Start
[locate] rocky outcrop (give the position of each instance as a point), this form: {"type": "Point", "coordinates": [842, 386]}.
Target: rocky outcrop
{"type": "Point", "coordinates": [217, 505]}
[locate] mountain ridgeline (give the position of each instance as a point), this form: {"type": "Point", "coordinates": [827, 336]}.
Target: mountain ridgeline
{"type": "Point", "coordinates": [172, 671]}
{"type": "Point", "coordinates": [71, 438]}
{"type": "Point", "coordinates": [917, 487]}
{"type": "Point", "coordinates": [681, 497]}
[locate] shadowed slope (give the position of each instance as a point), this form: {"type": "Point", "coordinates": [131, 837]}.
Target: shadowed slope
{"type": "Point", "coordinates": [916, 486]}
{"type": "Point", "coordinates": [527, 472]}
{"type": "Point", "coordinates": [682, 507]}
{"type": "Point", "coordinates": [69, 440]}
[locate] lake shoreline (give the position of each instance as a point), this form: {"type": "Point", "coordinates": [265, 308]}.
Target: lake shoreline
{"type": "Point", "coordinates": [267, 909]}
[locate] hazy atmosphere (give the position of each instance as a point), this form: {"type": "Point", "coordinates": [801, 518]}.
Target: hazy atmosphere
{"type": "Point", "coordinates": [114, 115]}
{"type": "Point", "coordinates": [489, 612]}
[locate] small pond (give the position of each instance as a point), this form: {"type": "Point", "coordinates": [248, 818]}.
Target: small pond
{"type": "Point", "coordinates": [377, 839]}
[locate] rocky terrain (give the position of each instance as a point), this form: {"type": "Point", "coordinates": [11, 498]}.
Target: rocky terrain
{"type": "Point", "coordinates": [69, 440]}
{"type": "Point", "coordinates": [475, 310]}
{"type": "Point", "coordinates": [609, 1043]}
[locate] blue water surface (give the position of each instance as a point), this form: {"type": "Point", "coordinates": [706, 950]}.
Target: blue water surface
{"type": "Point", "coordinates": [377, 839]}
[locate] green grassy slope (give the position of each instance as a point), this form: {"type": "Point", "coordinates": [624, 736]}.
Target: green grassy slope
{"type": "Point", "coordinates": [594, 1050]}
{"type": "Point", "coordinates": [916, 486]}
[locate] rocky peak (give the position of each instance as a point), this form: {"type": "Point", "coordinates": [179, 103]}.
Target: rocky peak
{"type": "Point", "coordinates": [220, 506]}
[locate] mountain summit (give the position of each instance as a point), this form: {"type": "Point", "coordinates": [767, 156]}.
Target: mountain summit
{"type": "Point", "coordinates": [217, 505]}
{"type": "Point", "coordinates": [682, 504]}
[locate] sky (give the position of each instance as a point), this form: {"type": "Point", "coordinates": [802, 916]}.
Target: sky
End
## Written problem
Extract each line from the listing above, please, and repeat it exactly.

## Reply to the exercise
[locate] rocky outcrop (give the position of each instance as a point), this form: {"type": "Point", "coordinates": [842, 386]}.
Target: rocky outcrop
{"type": "Point", "coordinates": [217, 505]}
[locate] mountain ridgeline (give the position of each instance as a point), this form: {"type": "Point", "coordinates": [827, 336]}.
Target: mountain ridgeline
{"type": "Point", "coordinates": [172, 671]}
{"type": "Point", "coordinates": [71, 438]}
{"type": "Point", "coordinates": [917, 487]}
{"type": "Point", "coordinates": [681, 497]}
[locate] shadowed slope (give the position of each instance as a point), this form: {"type": "Point", "coordinates": [131, 837]}.
Target: shadowed slope
{"type": "Point", "coordinates": [916, 486]}
{"type": "Point", "coordinates": [527, 472]}
{"type": "Point", "coordinates": [682, 507]}
{"type": "Point", "coordinates": [69, 440]}
[locate] lake shoreline (give the position of each instance as a point), this form: {"type": "Point", "coordinates": [265, 308]}.
Target: lake shoreline
{"type": "Point", "coordinates": [267, 909]}
[locate] hazy atmosphere (give the position of each instance as a point), this form: {"type": "Point", "coordinates": [801, 518]}.
Target: hazy atmosphere
{"type": "Point", "coordinates": [114, 115]}
{"type": "Point", "coordinates": [489, 612]}
[locate] small pond (give the position of each instance as a point), this form: {"type": "Point", "coordinates": [248, 818]}.
Target: small pond
{"type": "Point", "coordinates": [377, 839]}
[locate] rocky terrain (give the position of each instance as a point), this form: {"type": "Point", "coordinates": [11, 498]}.
Target: rocky terrain
{"type": "Point", "coordinates": [69, 440]}
{"type": "Point", "coordinates": [475, 310]}
{"type": "Point", "coordinates": [609, 1043]}
[locate] blue water surface (give the position of each instance as a point), this form: {"type": "Point", "coordinates": [706, 950]}.
Target: blue water surface
{"type": "Point", "coordinates": [377, 839]}
[locate] green grassy slope (give the position of each instance as a point), this form: {"type": "Point", "coordinates": [624, 736]}.
Target: green grassy slope
{"type": "Point", "coordinates": [594, 1050]}
{"type": "Point", "coordinates": [916, 486]}
[locate] rocky peak (give the position of each instance as a point), this form: {"type": "Point", "coordinates": [179, 103]}.
Target: rocky peak
{"type": "Point", "coordinates": [220, 506]}
[locate] mountain summit (give the position of each instance as a point), this form: {"type": "Point", "coordinates": [767, 156]}.
Target: mountain summit
{"type": "Point", "coordinates": [217, 505]}
{"type": "Point", "coordinates": [682, 504]}
[locate] sky (give the position of each instance as a point), this form: {"type": "Point", "coordinates": [802, 916]}.
Target: sky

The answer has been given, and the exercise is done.